■ Texto fornecido
A médica infecciologista Filipa Ceia, uma das mentoras do projecto, sabe bem o que é fazer horas extra por esta causa. Há alguns anos, começou a "espevitar" alguns médicos e enfermeiros do HSJ interessados nos tópicos de saúde global e no conceito de "One Health" e passaram a pesquisar e a aplicar esta abordagem, que vê a saúde humana, animal e ambiental de forma integrada. "Vamos fazendo o que conseguimos com a nossa carolice", brinca a clínica, que antes de estudar medicina humana já era médica veterinária.

Em 2019 começaram "a trabalhar em sonhos e projectos", mas com a pandemia os esforços do grupo tiveram de abrandar, numa altura em que o Serviço Nacional de Saúde dava tudo para cuidar das vítimas da covid-19. Passada a tempestade, foi finalmente altura de retomar os esforços e tornar o grupo oficial: nasceu, no início deste ano, o One Health São João.

O plano da equipa, agora integrado na estratégia do HSJ, passa por levar o conceito de "One Health" aos diferentes grupos que ainda não estão mas deviam estar em comunicação: alertar médicos, em especial os da medicina geral e familiar, sobre as doenças emergentes, em particular as tais zoonoses; sensibilizar veterinários para manterem alguns cuidados e fazerem recomendações aos seus clientes para limitar ao máximo a transmissão de doenças entre animais e humanos; colaborar com autoridades ambientais para manter a comunicação a fluir; e trabalhar com a população da região para apostar na literacia de saúde.

No ano passado, o grupo pôs no terreno um projecto-piloto para trabalhar com escolas no Porto, no qual crianças e adolescentes aprendiam de que forma a saúde das pessoas, dos animais e da natureza estão ligados e faziam exercícios práticos, como imaginar a vida dos animais selvagens ou montar um plano de abordagem em caso de uma zoonose.

Estamos preparados para a próxima pandemia?

Outro dos grandes problemas que fazem parte do universo One Health é a resistência a antimicrobianos. Há vários factores por trás deste problema, incluindo o uso pouco prudente de antibióticos para tratar doenças em que bastariam tratamentos mais leves, mas o grupo One Health São João está também preocupado com problemas a montante: o uso excessivo de antimicrobianos na agricultura e em particular na indústria agroalimentar, aplicando estes químicos indiscriminadamente (mesmo em animais saudáveis), tentando garantir mais produção, mas criando resistências que são depois transmitidas aos consumidores.

■ Teste de compreensão
A. Transcreva, do texto sobre o One Health São João, tudo o que vai desde "No ano passado, o" até "a próxima pandemia?".
B. Dê continuidade ao texto sobre o One Health São João a partir da última frase apresentada.

■ Dados registados
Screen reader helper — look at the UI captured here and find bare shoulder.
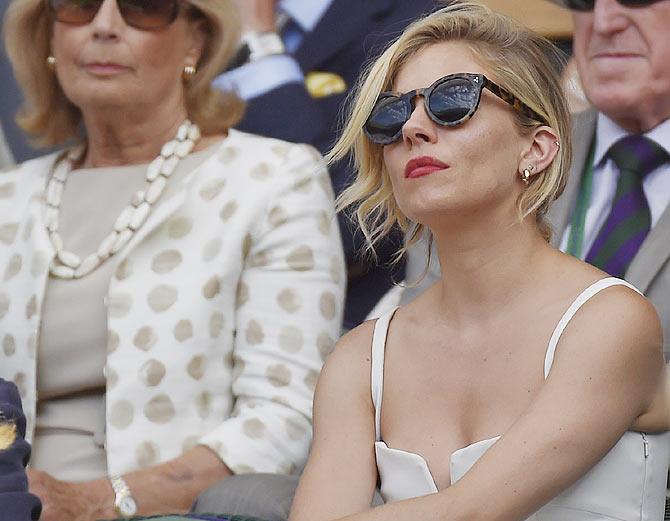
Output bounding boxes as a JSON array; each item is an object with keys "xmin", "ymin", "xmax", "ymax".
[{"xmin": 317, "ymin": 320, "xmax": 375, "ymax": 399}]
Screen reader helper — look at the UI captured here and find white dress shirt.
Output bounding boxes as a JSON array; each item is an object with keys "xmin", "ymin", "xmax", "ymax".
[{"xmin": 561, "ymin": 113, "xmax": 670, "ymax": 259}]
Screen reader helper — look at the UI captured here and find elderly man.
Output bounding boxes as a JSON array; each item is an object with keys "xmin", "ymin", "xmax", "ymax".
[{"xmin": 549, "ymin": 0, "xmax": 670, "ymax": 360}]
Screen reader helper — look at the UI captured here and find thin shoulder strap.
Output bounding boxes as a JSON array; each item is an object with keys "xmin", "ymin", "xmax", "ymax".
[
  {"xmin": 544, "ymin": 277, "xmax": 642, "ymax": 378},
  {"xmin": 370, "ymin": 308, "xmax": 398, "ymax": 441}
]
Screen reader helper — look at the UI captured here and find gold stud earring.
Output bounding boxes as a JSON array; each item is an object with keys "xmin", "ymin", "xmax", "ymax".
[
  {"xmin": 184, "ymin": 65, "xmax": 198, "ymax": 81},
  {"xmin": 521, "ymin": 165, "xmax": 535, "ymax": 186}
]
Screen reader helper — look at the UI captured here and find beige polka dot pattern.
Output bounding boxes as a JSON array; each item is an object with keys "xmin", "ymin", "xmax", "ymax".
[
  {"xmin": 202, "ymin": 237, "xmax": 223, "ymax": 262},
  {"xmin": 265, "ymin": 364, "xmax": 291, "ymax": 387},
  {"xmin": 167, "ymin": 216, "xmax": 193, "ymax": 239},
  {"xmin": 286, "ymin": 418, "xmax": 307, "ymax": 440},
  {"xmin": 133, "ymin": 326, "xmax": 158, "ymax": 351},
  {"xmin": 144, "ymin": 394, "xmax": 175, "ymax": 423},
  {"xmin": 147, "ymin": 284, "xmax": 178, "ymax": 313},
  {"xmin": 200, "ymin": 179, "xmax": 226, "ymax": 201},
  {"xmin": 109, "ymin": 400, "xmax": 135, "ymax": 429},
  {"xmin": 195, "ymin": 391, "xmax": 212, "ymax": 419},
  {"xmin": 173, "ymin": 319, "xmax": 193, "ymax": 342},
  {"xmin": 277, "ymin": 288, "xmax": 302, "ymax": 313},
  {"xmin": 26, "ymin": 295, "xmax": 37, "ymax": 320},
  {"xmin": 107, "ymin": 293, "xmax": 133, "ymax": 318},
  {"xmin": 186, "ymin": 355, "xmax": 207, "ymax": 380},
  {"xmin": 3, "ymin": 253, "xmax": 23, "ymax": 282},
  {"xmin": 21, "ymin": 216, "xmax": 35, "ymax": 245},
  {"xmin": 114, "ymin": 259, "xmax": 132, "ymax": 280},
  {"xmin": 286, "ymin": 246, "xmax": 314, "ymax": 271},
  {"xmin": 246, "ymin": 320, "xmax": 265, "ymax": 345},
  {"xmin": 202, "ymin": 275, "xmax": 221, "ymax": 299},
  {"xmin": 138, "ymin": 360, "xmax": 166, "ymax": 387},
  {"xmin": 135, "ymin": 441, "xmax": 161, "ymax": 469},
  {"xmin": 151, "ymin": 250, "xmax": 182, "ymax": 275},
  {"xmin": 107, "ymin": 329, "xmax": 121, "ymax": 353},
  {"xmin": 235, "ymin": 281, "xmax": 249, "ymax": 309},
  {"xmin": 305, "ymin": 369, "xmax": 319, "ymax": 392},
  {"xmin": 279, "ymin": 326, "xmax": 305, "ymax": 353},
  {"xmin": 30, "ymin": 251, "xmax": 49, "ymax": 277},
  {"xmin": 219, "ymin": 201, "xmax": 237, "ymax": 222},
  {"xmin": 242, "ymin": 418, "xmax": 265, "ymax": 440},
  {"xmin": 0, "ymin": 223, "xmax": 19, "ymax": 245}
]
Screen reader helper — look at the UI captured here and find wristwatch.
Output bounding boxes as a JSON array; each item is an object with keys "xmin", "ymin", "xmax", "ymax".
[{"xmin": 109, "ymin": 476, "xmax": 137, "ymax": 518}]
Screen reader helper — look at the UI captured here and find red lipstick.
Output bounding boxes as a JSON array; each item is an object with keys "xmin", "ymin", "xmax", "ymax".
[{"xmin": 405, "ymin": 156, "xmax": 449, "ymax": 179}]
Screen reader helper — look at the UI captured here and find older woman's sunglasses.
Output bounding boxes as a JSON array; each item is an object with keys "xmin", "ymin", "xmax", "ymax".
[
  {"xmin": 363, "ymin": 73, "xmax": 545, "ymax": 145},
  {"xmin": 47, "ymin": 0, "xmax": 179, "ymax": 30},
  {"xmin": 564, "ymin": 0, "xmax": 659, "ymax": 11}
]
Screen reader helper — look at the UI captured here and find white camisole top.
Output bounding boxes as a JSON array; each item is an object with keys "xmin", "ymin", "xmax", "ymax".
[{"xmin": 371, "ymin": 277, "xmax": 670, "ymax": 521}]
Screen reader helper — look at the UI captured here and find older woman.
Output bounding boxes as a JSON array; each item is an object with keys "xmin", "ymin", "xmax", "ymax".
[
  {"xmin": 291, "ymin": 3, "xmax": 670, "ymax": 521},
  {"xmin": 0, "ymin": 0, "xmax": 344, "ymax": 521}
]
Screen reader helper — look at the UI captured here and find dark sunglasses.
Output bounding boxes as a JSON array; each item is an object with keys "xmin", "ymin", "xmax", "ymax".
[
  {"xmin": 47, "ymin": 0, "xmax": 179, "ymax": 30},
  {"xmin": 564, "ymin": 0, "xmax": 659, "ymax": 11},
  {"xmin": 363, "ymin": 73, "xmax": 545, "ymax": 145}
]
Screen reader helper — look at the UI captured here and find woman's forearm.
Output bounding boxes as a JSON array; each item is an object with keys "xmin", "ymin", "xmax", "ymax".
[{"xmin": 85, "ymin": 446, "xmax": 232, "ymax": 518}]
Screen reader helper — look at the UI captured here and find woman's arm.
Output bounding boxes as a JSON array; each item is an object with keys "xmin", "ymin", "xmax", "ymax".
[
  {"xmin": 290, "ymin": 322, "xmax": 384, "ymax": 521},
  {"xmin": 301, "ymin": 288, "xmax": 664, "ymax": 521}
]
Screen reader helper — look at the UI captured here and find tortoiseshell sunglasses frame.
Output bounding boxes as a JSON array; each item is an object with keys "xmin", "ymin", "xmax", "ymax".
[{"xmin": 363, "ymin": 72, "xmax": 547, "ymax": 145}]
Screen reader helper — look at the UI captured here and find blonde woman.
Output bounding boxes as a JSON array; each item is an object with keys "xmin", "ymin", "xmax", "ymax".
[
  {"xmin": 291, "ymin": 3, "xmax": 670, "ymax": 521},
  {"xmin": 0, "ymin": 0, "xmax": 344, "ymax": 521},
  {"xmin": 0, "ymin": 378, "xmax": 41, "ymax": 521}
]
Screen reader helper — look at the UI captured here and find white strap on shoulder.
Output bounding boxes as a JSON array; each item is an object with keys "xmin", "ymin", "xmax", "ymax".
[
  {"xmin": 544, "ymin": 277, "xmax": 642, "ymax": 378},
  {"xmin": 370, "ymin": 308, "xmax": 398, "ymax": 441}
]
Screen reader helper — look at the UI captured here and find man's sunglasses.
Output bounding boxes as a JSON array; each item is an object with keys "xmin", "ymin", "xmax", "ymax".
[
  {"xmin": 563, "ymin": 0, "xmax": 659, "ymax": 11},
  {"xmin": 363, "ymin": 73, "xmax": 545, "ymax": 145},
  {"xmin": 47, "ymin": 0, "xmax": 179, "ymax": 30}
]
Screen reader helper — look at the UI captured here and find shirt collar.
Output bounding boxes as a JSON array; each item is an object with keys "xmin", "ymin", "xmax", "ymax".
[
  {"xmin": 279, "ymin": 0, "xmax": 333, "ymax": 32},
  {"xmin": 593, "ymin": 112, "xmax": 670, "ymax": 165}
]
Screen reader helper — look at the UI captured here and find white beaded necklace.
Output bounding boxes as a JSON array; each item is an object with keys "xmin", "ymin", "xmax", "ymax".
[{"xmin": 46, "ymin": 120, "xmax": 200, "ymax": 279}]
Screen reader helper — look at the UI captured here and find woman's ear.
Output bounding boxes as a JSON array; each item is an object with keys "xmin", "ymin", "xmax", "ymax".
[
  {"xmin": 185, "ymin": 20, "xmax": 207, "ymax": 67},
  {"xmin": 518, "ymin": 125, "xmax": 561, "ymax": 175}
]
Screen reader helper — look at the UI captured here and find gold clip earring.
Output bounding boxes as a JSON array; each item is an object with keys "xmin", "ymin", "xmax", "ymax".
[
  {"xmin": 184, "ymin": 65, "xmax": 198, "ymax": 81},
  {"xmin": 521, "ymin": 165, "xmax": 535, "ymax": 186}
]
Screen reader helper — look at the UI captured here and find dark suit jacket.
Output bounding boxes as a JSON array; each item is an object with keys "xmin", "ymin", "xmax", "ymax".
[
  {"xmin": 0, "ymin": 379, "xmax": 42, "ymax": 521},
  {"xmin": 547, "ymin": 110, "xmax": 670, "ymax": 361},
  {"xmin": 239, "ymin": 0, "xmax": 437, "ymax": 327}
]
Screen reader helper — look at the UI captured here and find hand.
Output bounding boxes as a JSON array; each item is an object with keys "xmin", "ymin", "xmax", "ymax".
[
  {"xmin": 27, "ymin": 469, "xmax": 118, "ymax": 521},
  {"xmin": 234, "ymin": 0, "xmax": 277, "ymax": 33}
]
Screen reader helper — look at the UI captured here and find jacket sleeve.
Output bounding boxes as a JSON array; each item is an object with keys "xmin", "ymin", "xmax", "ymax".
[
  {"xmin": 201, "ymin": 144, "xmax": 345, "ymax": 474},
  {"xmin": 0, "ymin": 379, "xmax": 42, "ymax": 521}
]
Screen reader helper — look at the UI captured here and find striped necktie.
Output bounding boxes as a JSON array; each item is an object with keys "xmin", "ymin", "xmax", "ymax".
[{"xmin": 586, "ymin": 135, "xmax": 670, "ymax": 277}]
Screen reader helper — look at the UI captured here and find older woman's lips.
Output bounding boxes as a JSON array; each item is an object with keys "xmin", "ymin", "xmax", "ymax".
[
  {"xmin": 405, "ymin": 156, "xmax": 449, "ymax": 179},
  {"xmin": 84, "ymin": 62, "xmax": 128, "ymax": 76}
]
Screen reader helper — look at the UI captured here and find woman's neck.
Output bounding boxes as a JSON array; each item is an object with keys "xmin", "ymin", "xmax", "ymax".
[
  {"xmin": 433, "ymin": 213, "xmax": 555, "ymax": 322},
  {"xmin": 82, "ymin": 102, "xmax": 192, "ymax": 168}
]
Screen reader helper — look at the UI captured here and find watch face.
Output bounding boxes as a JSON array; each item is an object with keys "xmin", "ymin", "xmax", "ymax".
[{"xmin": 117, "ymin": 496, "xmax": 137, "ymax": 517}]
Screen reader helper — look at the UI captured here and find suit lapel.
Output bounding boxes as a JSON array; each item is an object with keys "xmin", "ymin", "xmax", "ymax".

■ Respostas às tarefas
A.
No ano passado, o grupo pôs no terreno um projecto-piloto para trabalhar com escolas no Porto, no qual crianças e adolescentes aprendiam de que forma a saúde das pessoas, dos animais e da natureza estão ligados e faziam exercícios práticos, como imaginar a vida dos animais selvagens ou montar um plano de abordagem em caso de uma zoonose.

Estamos preparados para a próxima pandemia?

B.
O assunto não é novo em Portugal, estando já abordado no Plano Nacional de Combate à Resistência aos Antimicrobianos 2019-2023, coordenado em conjunto pela Direcção-Geral da Saúde (DGS), da Direcção-Geral de Alimentação e Veterinária (DGAV) e da Agência Portuguesa do Ambiente (APA).

Um dos grandes desafios da abordagem One Health, explica a médica infecciologista, é colocar as três áreas saúde humana, animal e ambiental em comunicação. No topo da sua lista de desejos está a criação de um registo epidemiológico "que funcione em uníssono para todas as áreas" ou seja, com comunicação entre as bases de dados da DGS, DGAV e APA , ao invés de ter dados que só podem ser cruzados quando são lançados os relatórios anuais. "Isso é insuficiente", lamenta a médica.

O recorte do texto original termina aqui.